* What is asked *
Copy the records below exactly, leaving out every picture.

-=-=-

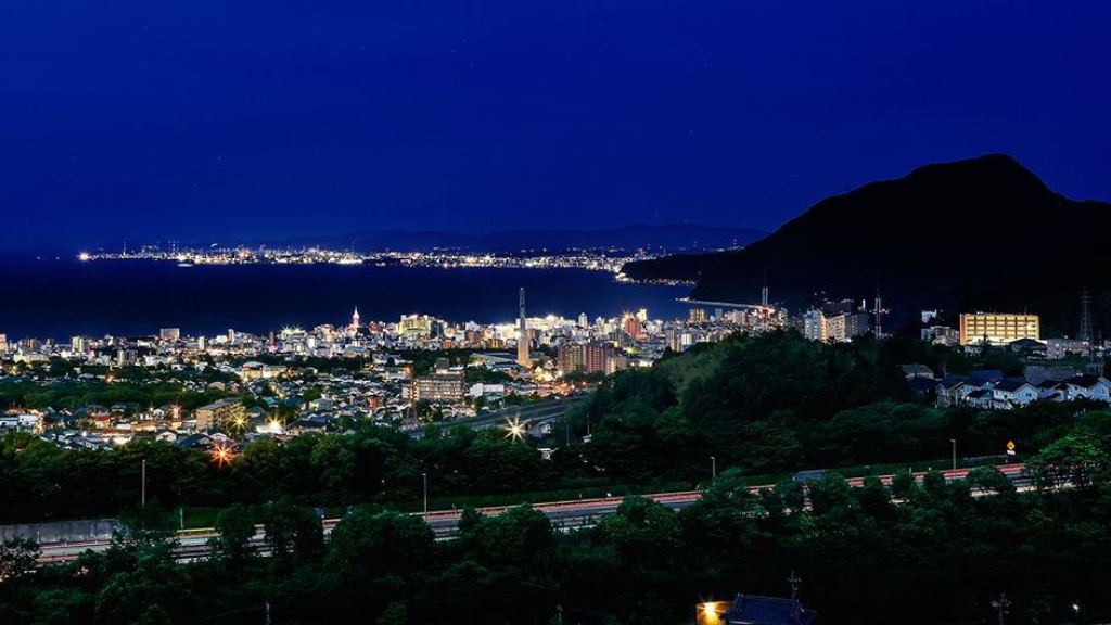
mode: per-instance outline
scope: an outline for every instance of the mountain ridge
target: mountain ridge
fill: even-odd
[[[691,296],[757,301],[765,276],[772,299],[804,307],[822,297],[915,307],[1040,310],[1051,328],[1079,316],[1079,290],[1097,289],[1111,205],[1052,191],[1005,155],[931,163],[825,198],[742,250],[630,262],[633,279],[697,281]]]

-=-=-

* Finished exercise *
mode: per-instance outline
scope: an outline for every instance of the mountain ridge
target: mountain ridge
fill: even-odd
[[[691,296],[757,301],[765,276],[772,299],[804,307],[822,297],[915,307],[1040,310],[1051,328],[1079,316],[1079,290],[1097,289],[1111,205],[1052,191],[1005,155],[931,163],[825,198],[742,250],[630,262],[633,279],[697,281]]]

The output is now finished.